Sfollata in Valle Staffora. Figlia di un industriale milanese (il padre Pietro aveva fondato la Trapani Rosa), Ljuba vive un’infanzia di bimba ricca, poi arrivano i bombardamenti e la guerra, da Milano bisogna scappare. «Papà sull’Aprilia guidava a fari spenti in direzione Varzi – ricorda Ljuba – verso una nuova vita campagnola. Addio scarpe di vernice à la bebè e messa in Duomo, mi son trovata tra capre, galline e un cavallino che montavo a pelo». Infilava fra le lenzuola il “prete” per scaldare il letto, a 11 anni si nascondeva nel fienile col figlio del fattore: «Le prime emozioni della camporella per me, lui sarebbe diventato sacerdote».

**Esercizi e attività:**
#1 Per ciascuna affermazione dite se concorda con il testo sull'infanzia di Ljuba, rispondendo sì o no e citando alla lettera le parole decisive: (a) il padre di Ljuba aveva fondato la Trapani Rosa; (b) il padre guidava verso Varzi con i fari accesi; (c) il figlio del fattore sarebbe poi diventato sacerdote.
#2 Proseguite il testo sull'infanzia di Ljuba in Valle Staffora a partire dall'ultima frase riportata.

Dati di puntamento sulle regioni:
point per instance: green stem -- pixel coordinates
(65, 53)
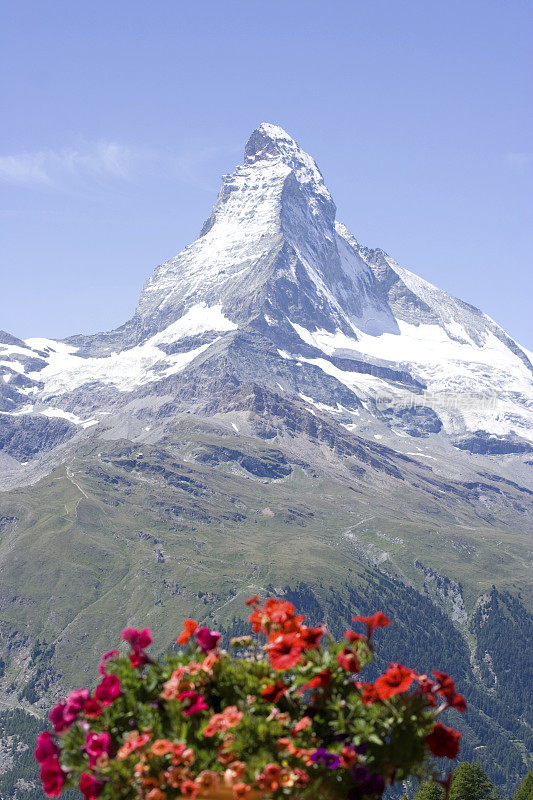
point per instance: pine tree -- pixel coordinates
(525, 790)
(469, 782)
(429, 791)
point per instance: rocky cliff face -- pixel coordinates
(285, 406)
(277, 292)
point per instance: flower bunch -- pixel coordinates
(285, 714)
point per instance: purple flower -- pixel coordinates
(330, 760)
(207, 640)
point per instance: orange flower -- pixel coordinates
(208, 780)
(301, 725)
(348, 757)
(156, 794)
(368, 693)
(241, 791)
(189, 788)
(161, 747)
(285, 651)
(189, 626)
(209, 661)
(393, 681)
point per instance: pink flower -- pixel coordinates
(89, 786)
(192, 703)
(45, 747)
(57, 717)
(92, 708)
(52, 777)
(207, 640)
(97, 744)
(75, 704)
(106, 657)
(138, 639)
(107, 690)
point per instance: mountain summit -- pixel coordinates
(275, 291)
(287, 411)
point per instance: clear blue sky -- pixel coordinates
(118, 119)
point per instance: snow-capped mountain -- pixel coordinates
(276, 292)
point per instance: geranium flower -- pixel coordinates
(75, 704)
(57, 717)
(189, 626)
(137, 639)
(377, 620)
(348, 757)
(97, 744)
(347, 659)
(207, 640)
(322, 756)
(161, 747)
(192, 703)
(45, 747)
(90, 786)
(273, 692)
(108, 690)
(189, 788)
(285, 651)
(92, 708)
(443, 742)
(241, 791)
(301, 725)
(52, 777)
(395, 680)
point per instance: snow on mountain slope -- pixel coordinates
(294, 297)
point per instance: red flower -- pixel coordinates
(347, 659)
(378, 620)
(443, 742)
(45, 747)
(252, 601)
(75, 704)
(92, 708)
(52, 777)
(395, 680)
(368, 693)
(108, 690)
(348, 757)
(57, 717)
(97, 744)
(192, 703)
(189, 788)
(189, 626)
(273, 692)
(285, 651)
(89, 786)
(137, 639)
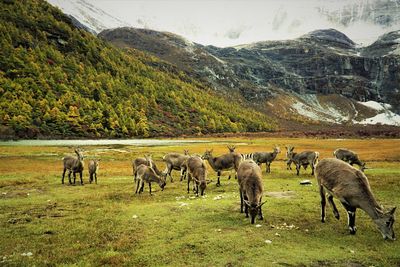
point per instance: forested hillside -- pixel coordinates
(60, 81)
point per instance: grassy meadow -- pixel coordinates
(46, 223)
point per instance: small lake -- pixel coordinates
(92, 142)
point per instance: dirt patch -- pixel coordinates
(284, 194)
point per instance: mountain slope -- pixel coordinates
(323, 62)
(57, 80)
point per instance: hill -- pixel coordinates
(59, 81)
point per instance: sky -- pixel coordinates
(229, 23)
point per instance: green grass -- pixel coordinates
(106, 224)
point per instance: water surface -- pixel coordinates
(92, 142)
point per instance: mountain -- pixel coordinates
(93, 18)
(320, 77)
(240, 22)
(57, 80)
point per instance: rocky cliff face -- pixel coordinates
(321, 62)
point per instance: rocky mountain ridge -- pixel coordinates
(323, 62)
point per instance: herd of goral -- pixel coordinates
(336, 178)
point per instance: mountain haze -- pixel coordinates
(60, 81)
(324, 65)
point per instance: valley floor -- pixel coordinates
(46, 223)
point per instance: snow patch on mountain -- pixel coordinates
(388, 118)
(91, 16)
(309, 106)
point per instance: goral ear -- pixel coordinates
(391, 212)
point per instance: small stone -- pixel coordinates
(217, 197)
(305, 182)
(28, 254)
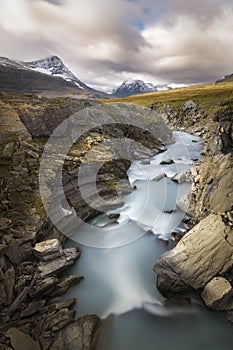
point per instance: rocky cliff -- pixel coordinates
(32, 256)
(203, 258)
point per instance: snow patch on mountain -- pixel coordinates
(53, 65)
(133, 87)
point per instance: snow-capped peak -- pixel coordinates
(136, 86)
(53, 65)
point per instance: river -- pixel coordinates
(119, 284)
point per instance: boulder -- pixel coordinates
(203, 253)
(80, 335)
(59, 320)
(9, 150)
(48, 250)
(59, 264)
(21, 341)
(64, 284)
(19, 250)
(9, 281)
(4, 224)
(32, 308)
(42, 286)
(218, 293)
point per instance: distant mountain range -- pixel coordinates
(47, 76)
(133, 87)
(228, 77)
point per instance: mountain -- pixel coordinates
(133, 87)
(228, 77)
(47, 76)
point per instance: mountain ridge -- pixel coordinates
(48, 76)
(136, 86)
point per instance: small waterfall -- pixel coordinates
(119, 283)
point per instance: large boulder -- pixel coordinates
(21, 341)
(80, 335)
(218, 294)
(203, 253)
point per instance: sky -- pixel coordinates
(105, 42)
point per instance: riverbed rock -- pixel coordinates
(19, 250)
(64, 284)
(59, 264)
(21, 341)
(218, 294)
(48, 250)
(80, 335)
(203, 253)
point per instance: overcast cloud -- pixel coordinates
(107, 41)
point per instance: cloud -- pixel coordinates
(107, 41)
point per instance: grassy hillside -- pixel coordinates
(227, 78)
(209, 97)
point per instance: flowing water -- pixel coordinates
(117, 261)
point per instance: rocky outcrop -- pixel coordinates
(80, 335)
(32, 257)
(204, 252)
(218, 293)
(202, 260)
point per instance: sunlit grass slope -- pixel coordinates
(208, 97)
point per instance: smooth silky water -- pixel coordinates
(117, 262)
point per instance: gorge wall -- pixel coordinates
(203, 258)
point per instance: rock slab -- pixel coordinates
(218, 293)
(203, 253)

**Soluzioni:**
#1
(a) Sì: «il padre Pietro aveva fondato la Trapani Rosa».
(b) No: «Papà sull’Aprilia guidava a fari spenti in direzione Varzi».
(c) Sì: «lui sarebbe diventato sacerdote».

#2
Gli aerei mitragliatori passano sopra le teste, il fratello maggiore fugge per fare il partigiano. Altro trasloco a Bagnaria dove nel 1944 una camionetta di tedeschi arriva a cercare quei partigiani: «Tutta la famiglia contro un muro, i tedeschi sfondano le porte con il calcio dei fucili» Non trovano nessuno, se ne vanno. La famiglia Rosa si trasferisce ancora: a Rivanazzano sono ospiti degli aristocratici Zelaschi, «in un castello di tante stanze affrescate, dove abitava anche una pattuglia di Ss». Maurizia Zelaschi, «mascolina, calzettoni bianchi, organizzava serate di intrattenimento per i militari». Prende in simpatia la ragazzina Ljuba, poi le farà conoscere Wally Toscanini, figlia del maestro, «sempre in coppia con la stilista Biki, nipote di Giacomo Puccini». Nell’atelier Biki qualche anno dopo anche Ljuba sfilerà. Arriva il 1945, gli alleati bombardano Milano dove torna anche Ljuba con la famiglia, e vede i corpi di Mussolini e Claretta appesi a piazzale Loreto, coperti di sputi. Ma la bella casa dei Rosa in viale Monza non c’è più, distrutta dalle bombe: si deve tornare in Oltrepo, a Villa Pisani a Rivanazzano.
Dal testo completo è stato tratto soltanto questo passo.